*The problem:* In your copy, reproduce each entry exactly and leave out the pictures.

■ ■ ■

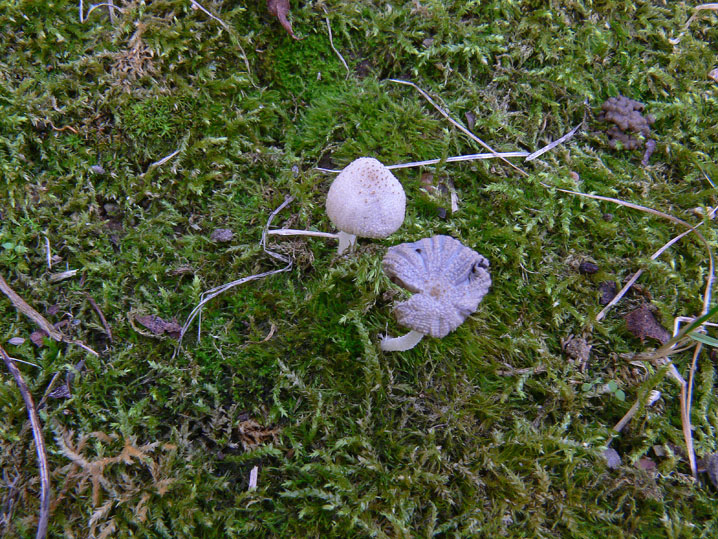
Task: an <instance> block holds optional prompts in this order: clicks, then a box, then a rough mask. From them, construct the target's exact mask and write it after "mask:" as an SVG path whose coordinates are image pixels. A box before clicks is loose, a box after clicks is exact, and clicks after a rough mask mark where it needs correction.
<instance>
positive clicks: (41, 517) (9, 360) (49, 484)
mask: <svg viewBox="0 0 718 539" xmlns="http://www.w3.org/2000/svg"><path fill="white" fill-rule="evenodd" d="M0 355H2V358H3V361H4V362H5V365H6V366H7V368H8V370H9V371H10V372H11V373H12V376H13V378H15V383H16V384H17V387H18V389H20V393H21V394H22V398H23V400H24V401H25V407H26V408H27V415H28V416H29V417H30V424H31V425H32V435H33V438H35V449H36V450H37V462H38V467H39V469H40V485H41V491H40V517H39V519H38V523H37V534H36V535H35V537H36V539H44V537H45V536H46V535H47V526H48V523H49V521H50V467H49V465H48V463H47V449H46V448H45V439H44V438H43V436H42V427H41V426H40V418H39V417H38V416H37V410H36V408H35V402H34V401H33V400H32V394H31V393H30V389H29V388H28V387H27V384H26V383H25V380H24V379H23V377H22V373H20V370H19V369H18V368H17V366H16V365H15V363H14V362H13V361H12V360H11V359H10V357H9V356H8V355H7V353H6V352H5V350H4V349H3V347H2V346H0Z"/></svg>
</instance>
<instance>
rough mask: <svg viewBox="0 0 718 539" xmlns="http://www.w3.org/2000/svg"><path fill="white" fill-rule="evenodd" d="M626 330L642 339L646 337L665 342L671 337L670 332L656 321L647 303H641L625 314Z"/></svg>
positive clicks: (669, 338)
mask: <svg viewBox="0 0 718 539" xmlns="http://www.w3.org/2000/svg"><path fill="white" fill-rule="evenodd" d="M626 327H627V328H628V331H630V332H631V333H633V335H635V336H636V337H638V338H639V339H641V341H643V340H644V339H645V338H646V337H650V338H651V339H655V340H657V341H658V342H660V343H661V344H665V343H666V342H668V341H669V340H670V338H671V334H670V332H669V331H668V330H667V329H666V328H664V327H663V326H662V325H661V324H659V323H658V320H656V317H655V316H654V315H653V311H651V308H650V307H649V306H648V305H642V306H641V307H639V308H638V309H636V310H635V311H633V312H630V313H628V314H627V315H626Z"/></svg>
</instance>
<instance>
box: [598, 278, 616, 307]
mask: <svg viewBox="0 0 718 539" xmlns="http://www.w3.org/2000/svg"><path fill="white" fill-rule="evenodd" d="M598 291H599V292H601V299H599V300H598V304H599V305H608V304H609V303H611V300H612V299H613V298H615V297H616V283H615V282H613V281H603V282H602V283H601V284H599V285H598Z"/></svg>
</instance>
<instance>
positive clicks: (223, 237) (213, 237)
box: [209, 228, 234, 243]
mask: <svg viewBox="0 0 718 539" xmlns="http://www.w3.org/2000/svg"><path fill="white" fill-rule="evenodd" d="M233 237H234V232H232V231H231V230H230V229H228V228H217V229H215V231H214V232H212V235H211V236H210V237H209V239H211V240H212V241H216V242H220V243H225V242H228V241H232V238H233Z"/></svg>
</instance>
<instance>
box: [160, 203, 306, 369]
mask: <svg viewBox="0 0 718 539" xmlns="http://www.w3.org/2000/svg"><path fill="white" fill-rule="evenodd" d="M292 200H294V197H287V198H286V199H285V200H284V202H282V203H281V204H280V205H279V207H277V208H276V209H275V210H274V211H273V212H272V213H271V214H270V215H269V218H268V219H267V224H266V225H264V230H263V231H262V239H261V241H260V242H259V245H260V246H261V247H262V250H263V251H264V252H265V253H267V254H268V255H269V256H271V257H272V258H274V259H276V260H279V261H281V262H284V263H285V264H286V266H284V267H283V268H280V269H276V270H270V271H265V272H262V273H257V274H255V275H250V276H248V277H243V278H241V279H237V280H236V281H232V282H230V283H225V284H223V285H220V286H217V287H215V288H211V289H210V290H207V291H205V292H203V293H202V295H201V296H200V302H199V303H198V304H197V306H196V307H195V308H194V309H192V312H191V313H190V314H189V316H188V317H187V320H186V321H185V323H184V325H183V326H182V331H180V336H179V339H178V341H177V348H176V349H175V352H174V354H173V356H172V357H174V356H176V355H177V352H178V351H179V350H180V348H181V346H182V339H183V337H184V336H185V333H187V330H188V329H189V327H190V326H191V325H192V322H193V321H194V319H195V318H197V319H198V324H197V339H198V340H199V338H200V333H201V331H202V307H203V306H204V305H205V303H207V302H208V301H210V300H212V299H214V298H216V297H217V296H219V295H220V294H222V293H223V292H226V291H227V290H229V289H230V288H234V287H235V286H238V285H240V284H244V283H247V282H249V281H254V280H256V279H262V278H264V277H268V276H270V275H274V274H277V273H282V272H285V271H289V270H290V269H292V259H291V258H289V257H288V256H285V255H282V254H279V253H277V252H275V251H270V250H269V249H267V235H268V234H269V226H270V225H271V224H272V220H273V219H274V217H275V216H276V215H277V214H278V213H279V212H280V211H282V210H283V209H284V208H285V207H286V206H287V205H288V204H289V203H290V202H292Z"/></svg>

■ ■ ■

*Problem solution:*
Task: an <instance> block holds optional prompts in this order: clicks, then a box, then a rough mask. From them, construct the target's exact mask and write it after "mask:" as an SVG path whose coordinates are image pixels. A box before clicks is loose, a box after clicks is exact, and clicks after a rough mask mark where it needs correction.
<instance>
positive clicks: (41, 517) (9, 360) (49, 484)
mask: <svg viewBox="0 0 718 539" xmlns="http://www.w3.org/2000/svg"><path fill="white" fill-rule="evenodd" d="M0 355H2V358H3V361H4V362H5V365H6V366H7V368H8V370H9V371H10V372H11V373H12V376H13V378H15V383H16V384H17V387H18V389H20V393H21V394H22V398H23V400H24V401H25V407H26V408H27V415H28V416H29V417H30V424H31V425H32V435H33V438H35V449H36V450H37V462H38V467H39V469H40V485H41V491H40V517H39V519H38V523H37V534H36V535H35V537H36V539H44V537H45V536H46V535H47V526H48V523H49V521H50V467H49V465H48V463H47V449H46V448H45V439H44V438H43V436H42V427H41V426H40V418H39V417H38V416H37V410H36V408H35V402H34V401H33V400H32V394H31V393H30V389H29V388H28V387H27V384H26V383H25V380H24V379H23V377H22V373H20V370H19V369H18V368H17V366H16V365H15V363H14V362H13V361H12V360H11V359H10V357H9V356H8V355H7V353H6V352H5V350H4V349H3V347H2V346H0Z"/></svg>
</instance>
<instance>
rough mask: <svg viewBox="0 0 718 539" xmlns="http://www.w3.org/2000/svg"><path fill="white" fill-rule="evenodd" d="M626 330L642 339L646 337L665 342L671 337L670 332L656 321L647 303H641L625 314Z"/></svg>
positive clicks: (669, 338)
mask: <svg viewBox="0 0 718 539" xmlns="http://www.w3.org/2000/svg"><path fill="white" fill-rule="evenodd" d="M626 327H627V328H628V331H630V332H631V333H633V335H635V336H636V337H638V338H639V339H641V341H643V340H644V339H645V338H646V337H650V338H651V339H655V340H657V341H658V342H660V343H661V344H665V343H666V342H668V341H669V340H670V338H671V334H670V332H669V331H668V330H667V329H666V328H664V327H663V326H662V325H661V324H659V323H658V320H656V317H655V316H654V315H653V311H651V308H650V307H649V306H648V305H642V306H641V307H639V308H638V309H636V310H635V311H633V312H630V313H628V314H627V315H626Z"/></svg>
</instance>
<instance>
box: [598, 278, 616, 307]
mask: <svg viewBox="0 0 718 539" xmlns="http://www.w3.org/2000/svg"><path fill="white" fill-rule="evenodd" d="M598 291H599V292H601V299H599V300H598V304H599V305H608V304H609V303H611V300H612V299H613V298H615V297H616V283H615V282H613V281H603V282H602V283H601V284H599V285H598Z"/></svg>
</instance>
<instance>
positive clicks: (223, 237) (213, 237)
box: [209, 228, 234, 243]
mask: <svg viewBox="0 0 718 539" xmlns="http://www.w3.org/2000/svg"><path fill="white" fill-rule="evenodd" d="M233 237H234V232H232V231H231V230H230V229H228V228H217V229H215V231H214V232H212V235H211V236H210V237H209V239H211V240H212V241H216V242H220V243H225V242H228V241H232V238H233Z"/></svg>
</instance>
<instance>
box: [160, 203, 306, 369]
mask: <svg viewBox="0 0 718 539" xmlns="http://www.w3.org/2000/svg"><path fill="white" fill-rule="evenodd" d="M292 200H294V197H287V198H286V199H285V200H284V202H282V203H281V204H280V205H279V207H277V208H276V209H275V210H274V211H273V212H272V213H271V214H270V215H269V218H268V219H267V224H266V225H264V230H263V231H262V239H261V241H260V242H259V245H260V246H261V247H262V250H263V251H264V252H265V253H267V254H268V255H269V256H271V257H272V258H274V259H276V260H279V261H281V262H284V263H285V264H286V266H284V267H283V268H280V269H276V270H270V271H265V272H262V273H257V274H255V275H250V276H248V277H243V278H241V279H237V280H236V281H232V282H230V283H225V284H223V285H220V286H217V287H215V288H211V289H210V290H207V291H205V292H203V293H202V295H201V296H200V302H199V303H198V304H197V306H196V307H195V308H194V309H192V312H191V313H190V314H189V316H188V317H187V320H186V321H185V323H184V325H183V326H182V331H180V336H179V339H178V341H177V348H176V349H175V352H174V354H173V356H172V357H174V356H176V355H177V352H178V351H179V350H180V348H181V346H182V339H183V337H184V336H185V333H187V330H188V329H189V327H190V326H191V325H192V322H193V321H194V319H195V318H197V319H198V324H197V339H198V340H199V338H200V333H201V331H202V307H203V306H204V305H205V303H207V302H208V301H210V300H212V299H214V298H216V297H217V296H219V295H220V294H222V293H223V292H226V291H227V290H229V289H230V288H234V287H235V286H238V285H240V284H244V283H247V282H249V281H254V280H256V279H262V278H264V277H268V276H270V275H274V274H277V273H282V272H285V271H289V270H290V269H292V259H291V258H289V257H288V256H285V255H282V254H279V253H277V252H275V251H270V250H269V249H267V235H268V234H269V226H270V225H271V224H272V220H273V219H274V217H275V216H276V215H277V214H278V213H279V212H280V211H282V210H283V209H284V208H285V207H286V206H287V205H288V204H289V203H290V202H292Z"/></svg>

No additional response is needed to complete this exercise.